** Start of SUPPLIED RECORDS **

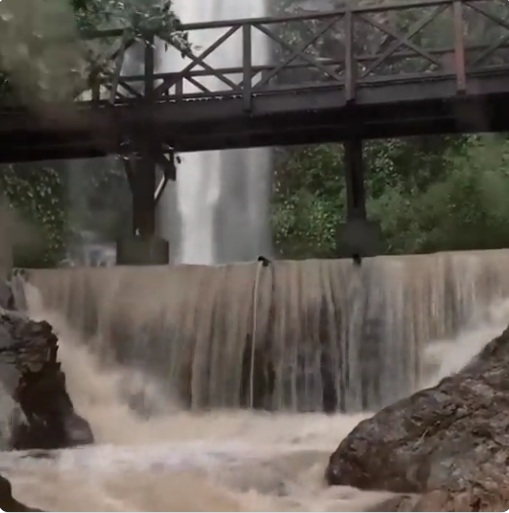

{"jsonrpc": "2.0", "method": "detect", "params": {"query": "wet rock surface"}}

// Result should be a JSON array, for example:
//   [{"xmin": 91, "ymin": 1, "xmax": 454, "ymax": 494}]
[
  {"xmin": 0, "ymin": 476, "xmax": 42, "ymax": 511},
  {"xmin": 0, "ymin": 283, "xmax": 94, "ymax": 450},
  {"xmin": 326, "ymin": 328, "xmax": 509, "ymax": 511}
]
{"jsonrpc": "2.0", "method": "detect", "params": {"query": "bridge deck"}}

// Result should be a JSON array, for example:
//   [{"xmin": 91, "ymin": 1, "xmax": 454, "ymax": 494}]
[{"xmin": 0, "ymin": 0, "xmax": 509, "ymax": 162}]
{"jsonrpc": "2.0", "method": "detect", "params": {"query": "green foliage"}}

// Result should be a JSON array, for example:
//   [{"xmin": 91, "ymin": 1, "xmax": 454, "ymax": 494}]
[
  {"xmin": 273, "ymin": 136, "xmax": 509, "ymax": 258},
  {"xmin": 0, "ymin": 0, "xmax": 188, "ymax": 267},
  {"xmin": 0, "ymin": 164, "xmax": 66, "ymax": 267}
]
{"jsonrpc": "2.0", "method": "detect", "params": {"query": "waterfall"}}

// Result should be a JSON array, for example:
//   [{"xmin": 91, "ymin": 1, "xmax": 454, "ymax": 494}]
[
  {"xmin": 25, "ymin": 250, "xmax": 509, "ymax": 412},
  {"xmin": 158, "ymin": 0, "xmax": 271, "ymax": 264}
]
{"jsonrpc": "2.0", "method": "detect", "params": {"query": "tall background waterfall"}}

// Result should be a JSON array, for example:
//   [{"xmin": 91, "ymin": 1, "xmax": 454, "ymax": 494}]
[{"xmin": 158, "ymin": 0, "xmax": 272, "ymax": 264}]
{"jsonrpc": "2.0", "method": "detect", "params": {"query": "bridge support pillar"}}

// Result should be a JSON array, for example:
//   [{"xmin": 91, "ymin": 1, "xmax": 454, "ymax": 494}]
[
  {"xmin": 337, "ymin": 138, "xmax": 381, "ymax": 261},
  {"xmin": 117, "ymin": 145, "xmax": 170, "ymax": 265}
]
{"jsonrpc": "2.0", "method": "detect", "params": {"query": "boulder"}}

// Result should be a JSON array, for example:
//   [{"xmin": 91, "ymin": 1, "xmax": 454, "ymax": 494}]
[
  {"xmin": 0, "ymin": 476, "xmax": 42, "ymax": 511},
  {"xmin": 326, "ymin": 328, "xmax": 509, "ymax": 502},
  {"xmin": 0, "ymin": 302, "xmax": 94, "ymax": 449}
]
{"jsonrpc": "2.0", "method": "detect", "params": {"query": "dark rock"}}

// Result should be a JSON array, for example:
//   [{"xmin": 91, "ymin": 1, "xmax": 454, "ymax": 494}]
[
  {"xmin": 0, "ymin": 476, "xmax": 42, "ymax": 511},
  {"xmin": 326, "ymin": 329, "xmax": 509, "ymax": 498},
  {"xmin": 0, "ymin": 311, "xmax": 94, "ymax": 449}
]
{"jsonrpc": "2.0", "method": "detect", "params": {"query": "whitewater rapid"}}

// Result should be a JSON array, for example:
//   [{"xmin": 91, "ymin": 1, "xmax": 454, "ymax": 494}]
[{"xmin": 0, "ymin": 287, "xmax": 509, "ymax": 511}]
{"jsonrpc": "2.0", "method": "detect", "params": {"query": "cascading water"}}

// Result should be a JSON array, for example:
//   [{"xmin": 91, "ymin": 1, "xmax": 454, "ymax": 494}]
[
  {"xmin": 26, "ymin": 250, "xmax": 509, "ymax": 412},
  {"xmin": 158, "ymin": 0, "xmax": 272, "ymax": 264},
  {"xmin": 2, "ymin": 251, "xmax": 509, "ymax": 511}
]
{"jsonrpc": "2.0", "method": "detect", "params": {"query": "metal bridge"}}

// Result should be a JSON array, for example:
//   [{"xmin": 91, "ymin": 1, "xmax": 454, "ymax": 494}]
[{"xmin": 0, "ymin": 0, "xmax": 509, "ymax": 248}]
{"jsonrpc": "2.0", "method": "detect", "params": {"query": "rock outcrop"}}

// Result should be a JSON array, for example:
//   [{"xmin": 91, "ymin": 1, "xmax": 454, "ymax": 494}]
[
  {"xmin": 0, "ymin": 278, "xmax": 94, "ymax": 449},
  {"xmin": 326, "ymin": 328, "xmax": 509, "ymax": 511},
  {"xmin": 0, "ymin": 476, "xmax": 42, "ymax": 511}
]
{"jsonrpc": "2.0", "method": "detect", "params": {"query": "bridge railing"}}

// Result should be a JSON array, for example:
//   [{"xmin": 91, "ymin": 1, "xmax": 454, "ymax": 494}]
[{"xmin": 3, "ymin": 0, "xmax": 509, "ymax": 109}]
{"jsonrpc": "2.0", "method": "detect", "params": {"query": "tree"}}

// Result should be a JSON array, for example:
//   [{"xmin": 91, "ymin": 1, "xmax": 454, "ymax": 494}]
[{"xmin": 0, "ymin": 0, "xmax": 187, "ymax": 266}]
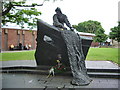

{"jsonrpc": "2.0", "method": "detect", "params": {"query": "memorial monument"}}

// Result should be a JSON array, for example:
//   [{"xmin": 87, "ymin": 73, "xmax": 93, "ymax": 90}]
[{"xmin": 35, "ymin": 8, "xmax": 92, "ymax": 85}]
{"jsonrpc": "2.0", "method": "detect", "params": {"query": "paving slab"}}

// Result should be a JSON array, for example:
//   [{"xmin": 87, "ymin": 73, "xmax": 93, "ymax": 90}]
[
  {"xmin": 0, "ymin": 60, "xmax": 120, "ymax": 69},
  {"xmin": 2, "ymin": 73, "xmax": 120, "ymax": 88}
]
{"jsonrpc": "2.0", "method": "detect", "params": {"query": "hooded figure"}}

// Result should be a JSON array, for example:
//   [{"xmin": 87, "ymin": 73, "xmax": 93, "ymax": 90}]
[{"xmin": 53, "ymin": 7, "xmax": 73, "ymax": 31}]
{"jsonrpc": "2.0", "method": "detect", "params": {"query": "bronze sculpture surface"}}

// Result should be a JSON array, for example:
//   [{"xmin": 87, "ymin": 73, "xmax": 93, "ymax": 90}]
[{"xmin": 35, "ymin": 7, "xmax": 92, "ymax": 85}]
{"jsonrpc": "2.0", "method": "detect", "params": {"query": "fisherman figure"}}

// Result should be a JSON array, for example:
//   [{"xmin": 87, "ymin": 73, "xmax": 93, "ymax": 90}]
[{"xmin": 53, "ymin": 7, "xmax": 74, "ymax": 31}]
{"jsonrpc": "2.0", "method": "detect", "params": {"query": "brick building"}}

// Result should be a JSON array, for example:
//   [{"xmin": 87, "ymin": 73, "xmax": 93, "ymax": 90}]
[{"xmin": 2, "ymin": 28, "xmax": 37, "ymax": 51}]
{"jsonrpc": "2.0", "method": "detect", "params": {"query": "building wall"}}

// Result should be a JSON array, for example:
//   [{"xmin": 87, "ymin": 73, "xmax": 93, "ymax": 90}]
[
  {"xmin": 2, "ymin": 28, "xmax": 99, "ymax": 50},
  {"xmin": 2, "ymin": 28, "xmax": 37, "ymax": 50}
]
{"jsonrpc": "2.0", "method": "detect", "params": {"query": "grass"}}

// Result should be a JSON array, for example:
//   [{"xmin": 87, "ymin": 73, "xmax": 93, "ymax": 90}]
[
  {"xmin": 1, "ymin": 48, "xmax": 120, "ymax": 65},
  {"xmin": 86, "ymin": 48, "xmax": 120, "ymax": 65},
  {"xmin": 2, "ymin": 51, "xmax": 35, "ymax": 61}
]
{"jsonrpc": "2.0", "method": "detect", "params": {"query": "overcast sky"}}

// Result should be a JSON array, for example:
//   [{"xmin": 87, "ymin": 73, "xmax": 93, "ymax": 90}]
[{"xmin": 5, "ymin": 0, "xmax": 119, "ymax": 34}]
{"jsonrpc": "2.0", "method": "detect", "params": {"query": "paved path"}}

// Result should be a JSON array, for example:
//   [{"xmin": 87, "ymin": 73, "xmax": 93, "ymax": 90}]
[
  {"xmin": 0, "ymin": 60, "xmax": 120, "ymax": 90},
  {"xmin": 0, "ymin": 60, "xmax": 118, "ymax": 69},
  {"xmin": 2, "ymin": 73, "xmax": 118, "ymax": 90}
]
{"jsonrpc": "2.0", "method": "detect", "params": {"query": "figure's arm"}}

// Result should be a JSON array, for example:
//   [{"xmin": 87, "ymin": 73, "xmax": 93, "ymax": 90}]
[
  {"xmin": 65, "ymin": 15, "xmax": 71, "ymax": 28},
  {"xmin": 65, "ymin": 15, "xmax": 74, "ymax": 31},
  {"xmin": 53, "ymin": 15, "xmax": 64, "ymax": 28}
]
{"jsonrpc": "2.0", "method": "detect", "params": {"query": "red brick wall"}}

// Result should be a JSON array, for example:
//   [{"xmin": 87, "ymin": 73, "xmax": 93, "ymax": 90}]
[{"xmin": 2, "ymin": 28, "xmax": 37, "ymax": 50}]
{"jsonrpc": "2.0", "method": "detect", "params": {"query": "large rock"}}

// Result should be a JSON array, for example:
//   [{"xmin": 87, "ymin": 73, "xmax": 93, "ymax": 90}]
[
  {"xmin": 35, "ymin": 20, "xmax": 92, "ymax": 85},
  {"xmin": 35, "ymin": 20, "xmax": 92, "ymax": 66}
]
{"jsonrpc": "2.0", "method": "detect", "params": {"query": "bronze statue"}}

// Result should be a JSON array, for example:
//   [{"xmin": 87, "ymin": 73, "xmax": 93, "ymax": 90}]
[{"xmin": 53, "ymin": 7, "xmax": 74, "ymax": 31}]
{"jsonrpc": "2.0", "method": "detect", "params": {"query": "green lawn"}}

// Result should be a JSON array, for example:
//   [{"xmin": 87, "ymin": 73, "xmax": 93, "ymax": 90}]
[
  {"xmin": 2, "ymin": 48, "xmax": 120, "ymax": 65},
  {"xmin": 2, "ymin": 51, "xmax": 35, "ymax": 61}
]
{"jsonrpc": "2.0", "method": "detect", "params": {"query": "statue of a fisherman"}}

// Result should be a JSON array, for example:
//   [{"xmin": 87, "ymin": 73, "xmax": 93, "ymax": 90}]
[{"xmin": 53, "ymin": 7, "xmax": 73, "ymax": 31}]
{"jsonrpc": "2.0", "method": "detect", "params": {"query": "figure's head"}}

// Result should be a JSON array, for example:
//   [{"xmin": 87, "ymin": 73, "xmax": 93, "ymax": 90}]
[{"xmin": 55, "ymin": 7, "xmax": 62, "ymax": 14}]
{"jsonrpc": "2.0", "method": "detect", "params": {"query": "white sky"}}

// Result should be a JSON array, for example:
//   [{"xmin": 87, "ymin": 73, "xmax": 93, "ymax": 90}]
[{"xmin": 4, "ymin": 0, "xmax": 119, "ymax": 34}]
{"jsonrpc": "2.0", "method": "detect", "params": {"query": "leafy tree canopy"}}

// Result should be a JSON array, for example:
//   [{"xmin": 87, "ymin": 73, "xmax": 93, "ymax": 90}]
[
  {"xmin": 73, "ymin": 20, "xmax": 108, "ymax": 43},
  {"xmin": 73, "ymin": 20, "xmax": 102, "ymax": 33}
]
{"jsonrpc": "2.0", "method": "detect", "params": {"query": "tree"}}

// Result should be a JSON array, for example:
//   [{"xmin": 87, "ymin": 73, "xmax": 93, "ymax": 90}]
[
  {"xmin": 93, "ymin": 28, "xmax": 108, "ymax": 47},
  {"xmin": 2, "ymin": 0, "xmax": 62, "ymax": 29},
  {"xmin": 73, "ymin": 20, "xmax": 108, "ymax": 45},
  {"xmin": 109, "ymin": 22, "xmax": 120, "ymax": 42},
  {"xmin": 73, "ymin": 20, "xmax": 101, "ymax": 33}
]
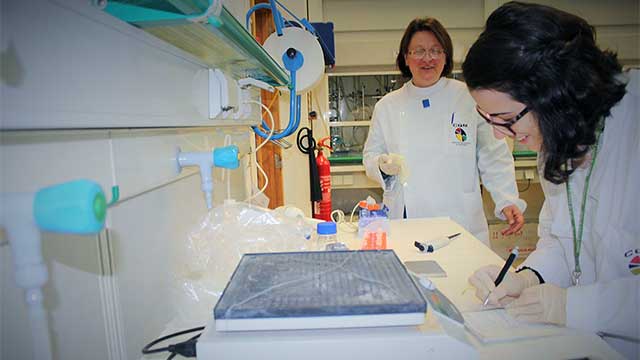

** End of SUPPLIED RECORDS **

[EXERCISE GOAL]
Extract from the entries above each line that contains the string "figure".

[RESULT FOR THIS EXERCISE]
{"jsonrpc": "2.0", "method": "detect", "params": {"query": "hooded figure"}}
{"jsonrpc": "2.0", "method": "detect", "params": {"query": "fisherman figure"}}
{"jsonrpc": "2.0", "method": "detect", "params": {"query": "figure's arm"}}
{"jsonrpc": "2.0", "method": "detect", "params": {"query": "figure's head"}}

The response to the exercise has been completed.